## STATED EXERCISE
Rewrite the data starting at the line that contains "Target: bicycle shadow" and ending at the line that contains "[(326, 304), (99, 315)]", with "Marks" replaced by "Points" and everything else unchanged. Leave the pictures out of your answer.

## EXERCISE MATERIALS
%%
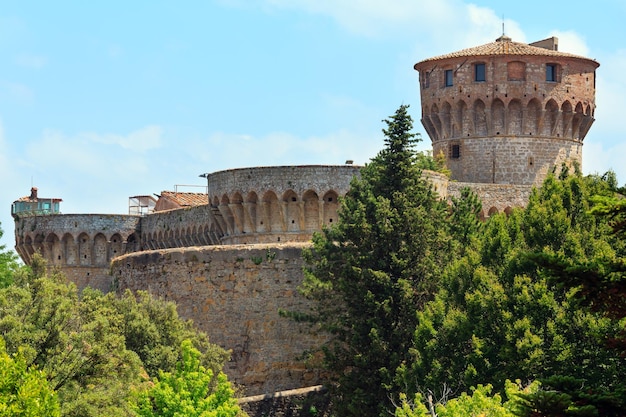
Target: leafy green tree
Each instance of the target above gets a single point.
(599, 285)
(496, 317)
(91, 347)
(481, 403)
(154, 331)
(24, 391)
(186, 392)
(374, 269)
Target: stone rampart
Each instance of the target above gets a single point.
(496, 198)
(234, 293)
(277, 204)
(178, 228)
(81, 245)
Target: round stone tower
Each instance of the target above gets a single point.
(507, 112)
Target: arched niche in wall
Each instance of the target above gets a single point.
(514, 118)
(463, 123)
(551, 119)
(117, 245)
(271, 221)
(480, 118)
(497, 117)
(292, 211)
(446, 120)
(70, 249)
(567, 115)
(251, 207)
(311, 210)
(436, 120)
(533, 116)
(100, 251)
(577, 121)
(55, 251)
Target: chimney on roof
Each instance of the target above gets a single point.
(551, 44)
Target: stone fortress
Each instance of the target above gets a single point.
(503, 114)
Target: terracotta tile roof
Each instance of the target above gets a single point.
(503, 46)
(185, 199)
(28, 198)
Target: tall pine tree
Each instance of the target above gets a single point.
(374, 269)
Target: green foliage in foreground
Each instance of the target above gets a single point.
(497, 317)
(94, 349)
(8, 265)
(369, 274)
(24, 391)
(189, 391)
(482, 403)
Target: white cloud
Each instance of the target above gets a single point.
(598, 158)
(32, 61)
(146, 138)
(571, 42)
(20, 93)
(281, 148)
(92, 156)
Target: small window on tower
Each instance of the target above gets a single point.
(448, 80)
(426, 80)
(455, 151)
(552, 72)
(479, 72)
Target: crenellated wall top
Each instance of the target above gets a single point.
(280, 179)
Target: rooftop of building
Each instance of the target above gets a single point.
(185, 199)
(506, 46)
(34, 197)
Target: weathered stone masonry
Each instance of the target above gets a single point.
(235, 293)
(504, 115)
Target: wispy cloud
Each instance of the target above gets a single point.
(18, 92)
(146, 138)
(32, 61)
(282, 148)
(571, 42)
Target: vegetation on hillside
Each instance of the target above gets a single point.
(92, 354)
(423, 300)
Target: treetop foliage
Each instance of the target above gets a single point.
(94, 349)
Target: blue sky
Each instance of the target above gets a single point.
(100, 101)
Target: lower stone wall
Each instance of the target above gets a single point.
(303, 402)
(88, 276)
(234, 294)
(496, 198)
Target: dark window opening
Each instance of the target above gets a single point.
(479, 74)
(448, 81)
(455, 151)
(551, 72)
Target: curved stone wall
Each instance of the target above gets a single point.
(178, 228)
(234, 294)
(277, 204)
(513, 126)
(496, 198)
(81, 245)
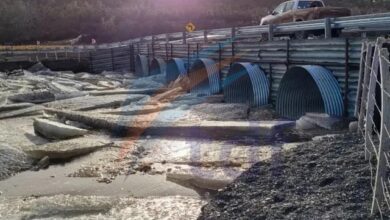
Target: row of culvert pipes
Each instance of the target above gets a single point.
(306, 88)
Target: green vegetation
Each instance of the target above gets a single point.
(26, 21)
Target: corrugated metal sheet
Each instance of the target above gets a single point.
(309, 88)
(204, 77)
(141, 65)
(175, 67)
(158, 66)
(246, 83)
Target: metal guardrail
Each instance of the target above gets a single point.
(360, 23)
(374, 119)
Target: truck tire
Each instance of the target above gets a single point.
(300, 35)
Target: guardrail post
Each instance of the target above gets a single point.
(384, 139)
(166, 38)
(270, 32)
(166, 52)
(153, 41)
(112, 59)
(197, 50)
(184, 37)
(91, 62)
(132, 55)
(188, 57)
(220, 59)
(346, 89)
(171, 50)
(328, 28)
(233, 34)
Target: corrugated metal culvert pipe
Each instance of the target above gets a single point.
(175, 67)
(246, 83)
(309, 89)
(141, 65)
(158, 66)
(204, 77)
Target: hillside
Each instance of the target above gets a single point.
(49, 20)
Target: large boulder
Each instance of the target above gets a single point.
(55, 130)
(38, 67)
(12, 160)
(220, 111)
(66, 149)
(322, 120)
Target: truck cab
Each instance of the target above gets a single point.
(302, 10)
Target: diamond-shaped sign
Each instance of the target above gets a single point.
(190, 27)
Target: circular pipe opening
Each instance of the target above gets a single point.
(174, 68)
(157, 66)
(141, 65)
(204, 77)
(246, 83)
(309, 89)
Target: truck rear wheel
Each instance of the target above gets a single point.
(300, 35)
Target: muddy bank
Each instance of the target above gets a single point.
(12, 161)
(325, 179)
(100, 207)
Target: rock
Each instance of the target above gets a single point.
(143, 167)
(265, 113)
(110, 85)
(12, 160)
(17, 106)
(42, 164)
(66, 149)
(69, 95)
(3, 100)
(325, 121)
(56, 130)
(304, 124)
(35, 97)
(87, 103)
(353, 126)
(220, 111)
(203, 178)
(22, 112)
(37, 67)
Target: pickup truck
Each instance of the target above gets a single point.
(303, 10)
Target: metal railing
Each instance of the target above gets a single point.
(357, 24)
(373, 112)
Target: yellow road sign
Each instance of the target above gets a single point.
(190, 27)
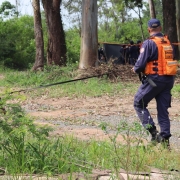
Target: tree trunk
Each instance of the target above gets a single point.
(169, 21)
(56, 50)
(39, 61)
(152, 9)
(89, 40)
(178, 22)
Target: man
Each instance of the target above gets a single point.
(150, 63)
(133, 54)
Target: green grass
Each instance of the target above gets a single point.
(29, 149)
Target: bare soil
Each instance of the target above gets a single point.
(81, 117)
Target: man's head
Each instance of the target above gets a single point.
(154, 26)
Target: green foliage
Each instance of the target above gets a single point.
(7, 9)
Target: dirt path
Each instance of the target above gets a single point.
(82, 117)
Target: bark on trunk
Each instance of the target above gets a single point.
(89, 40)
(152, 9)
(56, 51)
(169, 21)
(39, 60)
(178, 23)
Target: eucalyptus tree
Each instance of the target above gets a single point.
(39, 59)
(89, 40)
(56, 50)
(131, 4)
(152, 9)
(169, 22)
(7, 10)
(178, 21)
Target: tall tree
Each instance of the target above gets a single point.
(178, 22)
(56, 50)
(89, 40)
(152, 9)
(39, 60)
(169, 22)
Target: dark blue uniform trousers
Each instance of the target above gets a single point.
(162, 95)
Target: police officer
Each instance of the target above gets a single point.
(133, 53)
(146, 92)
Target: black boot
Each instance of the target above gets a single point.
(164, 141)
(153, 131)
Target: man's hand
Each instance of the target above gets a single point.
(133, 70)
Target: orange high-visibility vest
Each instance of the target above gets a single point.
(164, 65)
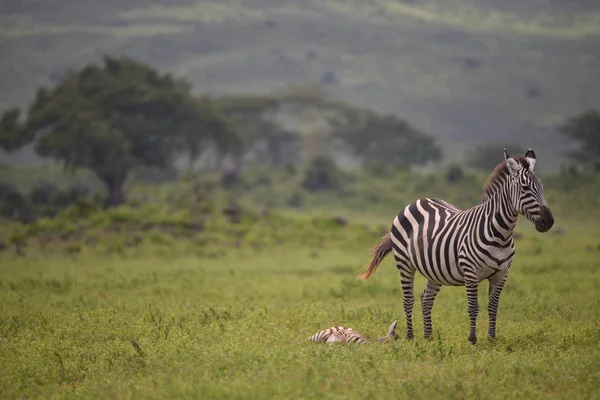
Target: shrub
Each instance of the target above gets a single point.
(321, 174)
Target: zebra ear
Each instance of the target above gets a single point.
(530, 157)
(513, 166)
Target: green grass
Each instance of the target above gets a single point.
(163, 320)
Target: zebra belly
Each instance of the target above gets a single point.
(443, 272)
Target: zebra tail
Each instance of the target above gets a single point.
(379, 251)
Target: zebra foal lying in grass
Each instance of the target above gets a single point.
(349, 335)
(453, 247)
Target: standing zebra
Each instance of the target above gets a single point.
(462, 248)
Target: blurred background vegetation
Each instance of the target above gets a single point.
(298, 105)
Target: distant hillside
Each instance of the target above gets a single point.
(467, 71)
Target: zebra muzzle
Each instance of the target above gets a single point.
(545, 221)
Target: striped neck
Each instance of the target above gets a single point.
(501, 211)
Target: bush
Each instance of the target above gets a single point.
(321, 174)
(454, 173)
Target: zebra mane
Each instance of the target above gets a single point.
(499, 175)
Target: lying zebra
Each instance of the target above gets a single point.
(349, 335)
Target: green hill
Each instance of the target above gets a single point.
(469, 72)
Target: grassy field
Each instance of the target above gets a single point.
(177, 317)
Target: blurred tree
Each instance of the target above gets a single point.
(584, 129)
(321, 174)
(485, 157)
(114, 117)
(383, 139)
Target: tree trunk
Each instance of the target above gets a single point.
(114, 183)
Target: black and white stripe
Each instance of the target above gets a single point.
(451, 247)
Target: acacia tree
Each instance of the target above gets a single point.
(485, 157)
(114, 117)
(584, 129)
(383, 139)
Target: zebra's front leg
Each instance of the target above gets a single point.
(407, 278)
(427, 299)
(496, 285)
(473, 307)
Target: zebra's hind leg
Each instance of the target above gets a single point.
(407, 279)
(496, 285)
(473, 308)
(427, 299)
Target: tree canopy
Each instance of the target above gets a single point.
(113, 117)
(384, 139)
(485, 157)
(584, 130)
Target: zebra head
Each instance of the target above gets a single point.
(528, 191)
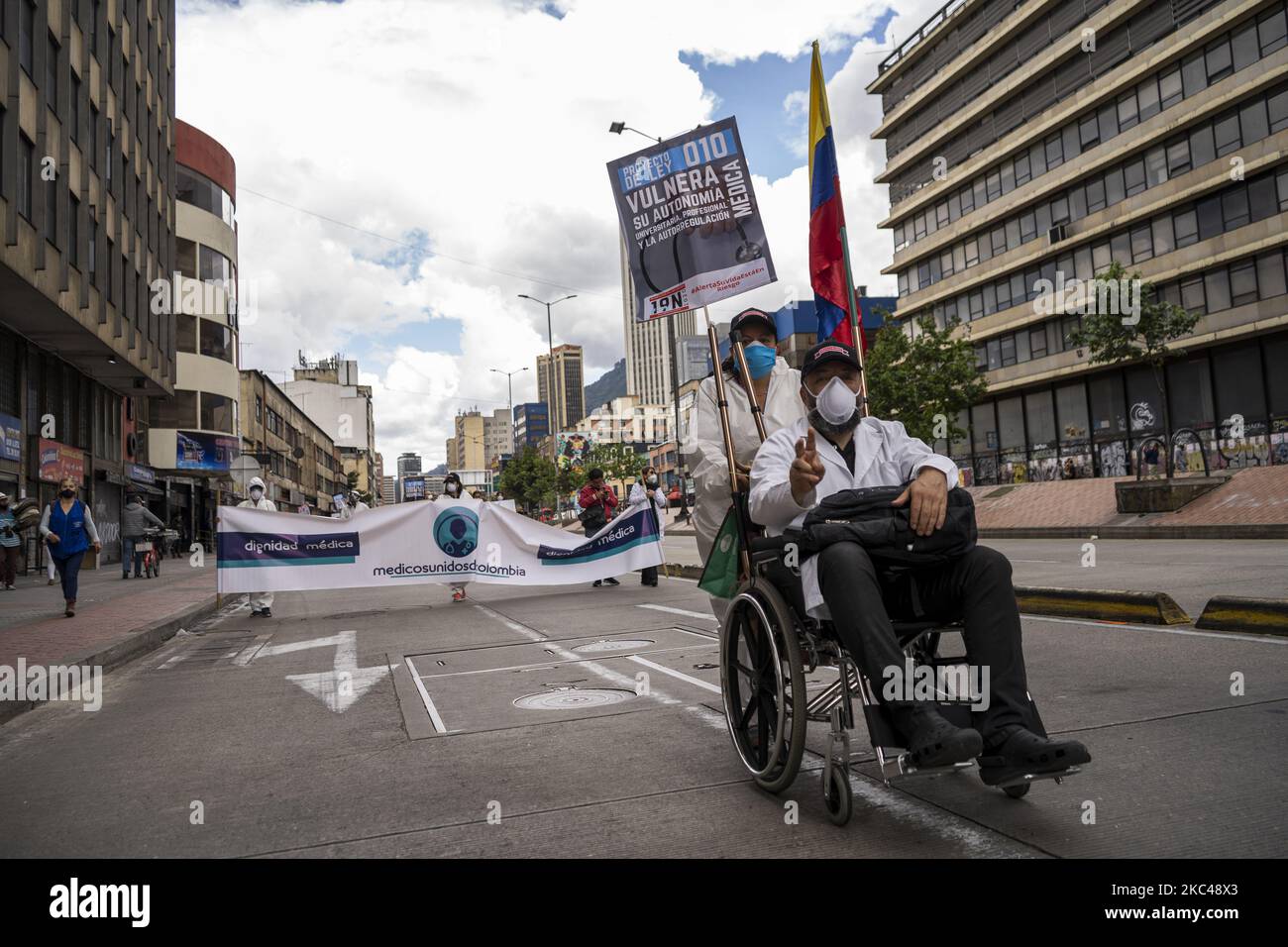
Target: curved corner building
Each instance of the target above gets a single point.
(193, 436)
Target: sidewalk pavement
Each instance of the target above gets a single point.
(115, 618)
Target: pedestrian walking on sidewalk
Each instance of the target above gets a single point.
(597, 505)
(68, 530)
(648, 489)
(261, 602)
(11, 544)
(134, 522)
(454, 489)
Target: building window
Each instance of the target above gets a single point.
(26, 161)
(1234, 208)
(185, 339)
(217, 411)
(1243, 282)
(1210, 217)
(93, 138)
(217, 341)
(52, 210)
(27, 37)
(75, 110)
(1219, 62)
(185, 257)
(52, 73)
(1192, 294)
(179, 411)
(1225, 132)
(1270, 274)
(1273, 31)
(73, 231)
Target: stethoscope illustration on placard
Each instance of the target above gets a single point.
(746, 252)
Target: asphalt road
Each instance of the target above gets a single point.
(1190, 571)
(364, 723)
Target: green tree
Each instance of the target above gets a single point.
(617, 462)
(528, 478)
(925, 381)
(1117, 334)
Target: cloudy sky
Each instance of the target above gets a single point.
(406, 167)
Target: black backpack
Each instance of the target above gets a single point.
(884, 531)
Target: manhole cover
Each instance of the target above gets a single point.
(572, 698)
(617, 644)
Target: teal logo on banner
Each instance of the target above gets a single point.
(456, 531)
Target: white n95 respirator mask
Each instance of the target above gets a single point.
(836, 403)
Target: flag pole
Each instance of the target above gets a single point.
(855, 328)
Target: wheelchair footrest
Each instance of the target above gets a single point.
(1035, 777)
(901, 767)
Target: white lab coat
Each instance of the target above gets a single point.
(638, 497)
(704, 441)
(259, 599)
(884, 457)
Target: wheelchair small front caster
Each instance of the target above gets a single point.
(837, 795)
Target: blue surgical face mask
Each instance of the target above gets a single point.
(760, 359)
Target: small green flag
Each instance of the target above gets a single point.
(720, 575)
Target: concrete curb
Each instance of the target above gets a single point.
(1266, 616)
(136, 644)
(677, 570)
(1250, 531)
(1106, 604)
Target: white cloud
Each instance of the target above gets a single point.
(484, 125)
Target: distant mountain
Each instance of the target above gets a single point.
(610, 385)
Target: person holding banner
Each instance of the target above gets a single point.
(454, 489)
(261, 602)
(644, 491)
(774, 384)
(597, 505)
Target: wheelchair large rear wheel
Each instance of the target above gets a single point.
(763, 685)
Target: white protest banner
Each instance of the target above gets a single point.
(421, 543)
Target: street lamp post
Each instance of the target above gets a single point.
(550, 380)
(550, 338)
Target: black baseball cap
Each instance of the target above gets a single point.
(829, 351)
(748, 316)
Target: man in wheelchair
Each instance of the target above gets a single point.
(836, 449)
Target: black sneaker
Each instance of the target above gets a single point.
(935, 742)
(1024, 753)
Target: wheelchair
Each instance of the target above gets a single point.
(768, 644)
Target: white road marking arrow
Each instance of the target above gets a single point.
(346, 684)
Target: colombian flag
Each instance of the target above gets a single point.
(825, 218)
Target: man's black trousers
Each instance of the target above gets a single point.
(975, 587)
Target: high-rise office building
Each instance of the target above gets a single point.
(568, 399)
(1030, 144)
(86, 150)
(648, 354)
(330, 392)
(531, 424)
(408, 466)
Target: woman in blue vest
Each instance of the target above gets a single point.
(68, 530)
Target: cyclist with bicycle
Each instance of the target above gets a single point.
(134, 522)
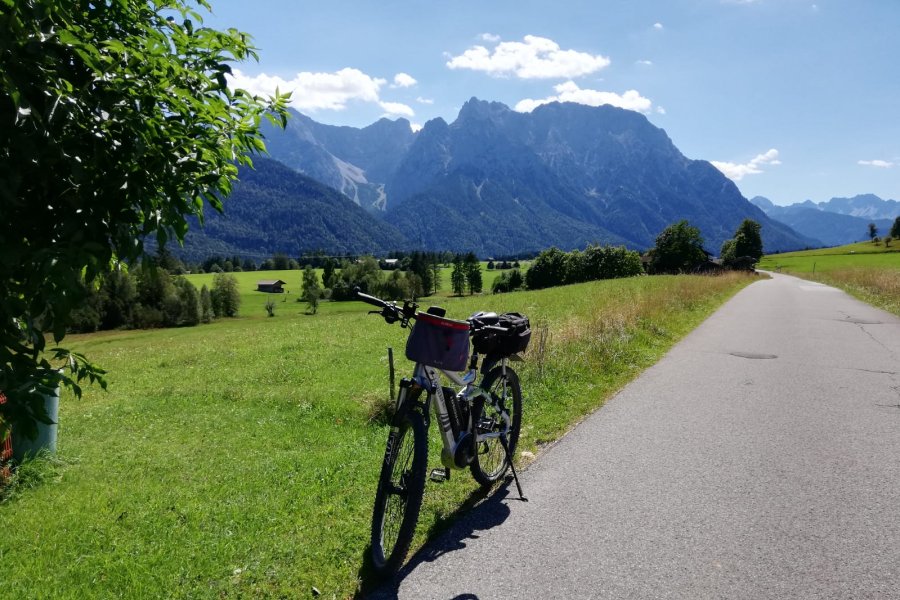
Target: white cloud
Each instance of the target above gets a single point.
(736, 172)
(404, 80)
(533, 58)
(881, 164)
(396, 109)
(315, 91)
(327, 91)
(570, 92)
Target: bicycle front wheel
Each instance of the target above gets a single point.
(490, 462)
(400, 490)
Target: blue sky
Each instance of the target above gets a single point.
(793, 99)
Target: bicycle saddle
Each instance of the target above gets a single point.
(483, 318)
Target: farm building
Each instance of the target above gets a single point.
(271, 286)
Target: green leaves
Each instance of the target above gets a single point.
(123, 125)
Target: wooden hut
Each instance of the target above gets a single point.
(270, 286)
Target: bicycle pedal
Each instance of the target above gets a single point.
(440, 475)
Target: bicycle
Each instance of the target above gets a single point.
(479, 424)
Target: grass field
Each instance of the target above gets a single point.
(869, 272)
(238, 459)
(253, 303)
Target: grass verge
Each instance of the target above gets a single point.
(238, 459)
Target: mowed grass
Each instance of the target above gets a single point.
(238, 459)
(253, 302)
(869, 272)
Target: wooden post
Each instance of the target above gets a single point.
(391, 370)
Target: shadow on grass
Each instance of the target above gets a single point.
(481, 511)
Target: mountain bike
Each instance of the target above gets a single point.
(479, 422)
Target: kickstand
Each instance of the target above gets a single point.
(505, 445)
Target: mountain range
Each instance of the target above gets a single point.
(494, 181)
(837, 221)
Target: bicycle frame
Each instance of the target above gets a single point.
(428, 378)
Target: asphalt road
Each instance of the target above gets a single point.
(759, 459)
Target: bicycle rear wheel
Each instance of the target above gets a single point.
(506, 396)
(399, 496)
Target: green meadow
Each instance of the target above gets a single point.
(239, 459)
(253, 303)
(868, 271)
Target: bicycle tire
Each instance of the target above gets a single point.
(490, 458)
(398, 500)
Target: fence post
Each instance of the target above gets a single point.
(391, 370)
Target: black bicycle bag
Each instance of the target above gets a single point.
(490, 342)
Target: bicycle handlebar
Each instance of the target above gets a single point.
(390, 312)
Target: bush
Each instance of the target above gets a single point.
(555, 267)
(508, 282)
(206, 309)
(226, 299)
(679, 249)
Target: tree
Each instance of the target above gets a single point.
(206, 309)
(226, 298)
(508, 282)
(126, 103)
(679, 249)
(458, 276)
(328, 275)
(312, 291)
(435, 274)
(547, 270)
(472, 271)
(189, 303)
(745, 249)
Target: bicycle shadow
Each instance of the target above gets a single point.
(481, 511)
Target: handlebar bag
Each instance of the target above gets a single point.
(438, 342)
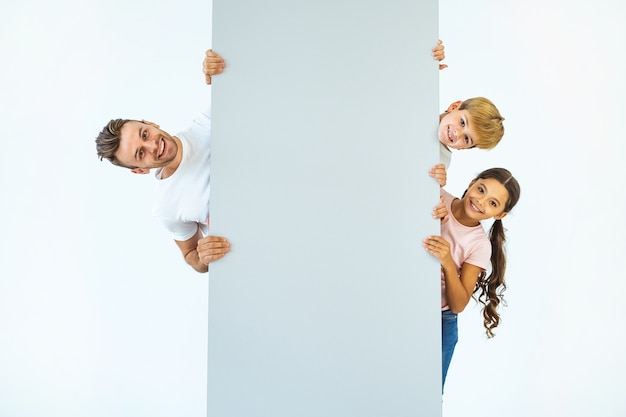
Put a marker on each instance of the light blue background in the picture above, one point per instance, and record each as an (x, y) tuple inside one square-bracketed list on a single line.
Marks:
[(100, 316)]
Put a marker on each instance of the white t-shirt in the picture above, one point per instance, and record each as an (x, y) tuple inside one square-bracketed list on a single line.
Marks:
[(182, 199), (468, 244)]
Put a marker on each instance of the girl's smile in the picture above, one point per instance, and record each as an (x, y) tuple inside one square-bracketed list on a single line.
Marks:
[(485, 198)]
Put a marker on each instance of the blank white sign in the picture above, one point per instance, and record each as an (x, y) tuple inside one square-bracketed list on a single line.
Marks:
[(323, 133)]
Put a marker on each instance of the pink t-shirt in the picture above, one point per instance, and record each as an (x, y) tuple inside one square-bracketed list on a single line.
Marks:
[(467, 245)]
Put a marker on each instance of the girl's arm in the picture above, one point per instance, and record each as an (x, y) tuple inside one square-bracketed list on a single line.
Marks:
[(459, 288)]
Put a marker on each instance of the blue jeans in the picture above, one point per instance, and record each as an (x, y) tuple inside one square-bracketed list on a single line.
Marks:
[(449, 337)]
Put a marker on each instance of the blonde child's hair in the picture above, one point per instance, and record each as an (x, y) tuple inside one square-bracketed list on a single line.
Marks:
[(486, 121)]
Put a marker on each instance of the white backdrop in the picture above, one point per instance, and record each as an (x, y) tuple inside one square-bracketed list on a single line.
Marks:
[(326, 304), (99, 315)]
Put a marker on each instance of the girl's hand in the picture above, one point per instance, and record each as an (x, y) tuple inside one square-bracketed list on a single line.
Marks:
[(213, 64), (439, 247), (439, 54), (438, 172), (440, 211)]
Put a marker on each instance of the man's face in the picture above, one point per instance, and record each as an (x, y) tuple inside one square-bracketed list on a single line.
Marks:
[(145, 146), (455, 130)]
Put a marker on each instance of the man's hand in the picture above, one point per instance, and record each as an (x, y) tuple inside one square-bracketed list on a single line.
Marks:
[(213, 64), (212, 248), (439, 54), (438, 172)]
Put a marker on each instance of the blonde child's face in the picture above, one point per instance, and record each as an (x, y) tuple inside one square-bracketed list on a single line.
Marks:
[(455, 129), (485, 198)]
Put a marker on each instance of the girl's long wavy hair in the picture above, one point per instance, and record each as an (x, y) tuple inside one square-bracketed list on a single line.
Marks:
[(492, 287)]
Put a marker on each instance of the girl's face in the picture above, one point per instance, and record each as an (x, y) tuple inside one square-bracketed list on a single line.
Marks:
%%
## EXERCISE RESULT
Target: bicycle shadow
Each instance of the target above gets a single point.
(481, 511)
Target: handlebar bag
Each instance of the target above gets a single point.
(438, 342)
Put a marker on each instance of the light blue background in the picture above, one point per instance, and record each as an (x, y) tuple inside one square-bracketed list on a single line.
Points:
[(100, 316)]
Put a marker on each instance of the white t-shirt in the picture above, one point per instance, and record each as an (x, y) tuple inside one square-bracketed list on a single line.
Points:
[(182, 199), (468, 244)]
Put a marker on each instance of the girl's smile in the picture above, one point per instance, and record each as an (x, y) tuple inside one square-bracketed list on a single line.
Points:
[(485, 198)]
Put a marker on each instance of the blank white sign in the picture above, one point per instance, and record each as an (x, y) tuple inside one square-bracketed list on a single line.
Points:
[(323, 133)]
Put a marker on each instance of the pink t-shirt in the picture above, one point per instance, and record each as an (x, y) tuple inside one square-bracketed list on a single line.
Points:
[(467, 245)]
Put a marker on each instance of the girl's arm in the picture above, one point per instance, and record each as an (x, y) tuple inside one square-bracketed list on a single line.
Points:
[(459, 288)]
Put a marker on each instance of the blue jeans in the picture above, one point per instance, and record each as an (x, y) tuple inside one square-bracketed list on a single line.
Points:
[(449, 337)]
Put a marker on each instance of the blonde child's hair in the picture above, one point per instance, and record each as an (x, y) tuple inside one square-bracketed list on a single line.
Points:
[(486, 121)]
Put a marker on each instance of the white backdrop in the picture above, one point per instance, and record each as an (x, y) tuple inside one square-bracketed list on a single line.
Points:
[(326, 304), (99, 315)]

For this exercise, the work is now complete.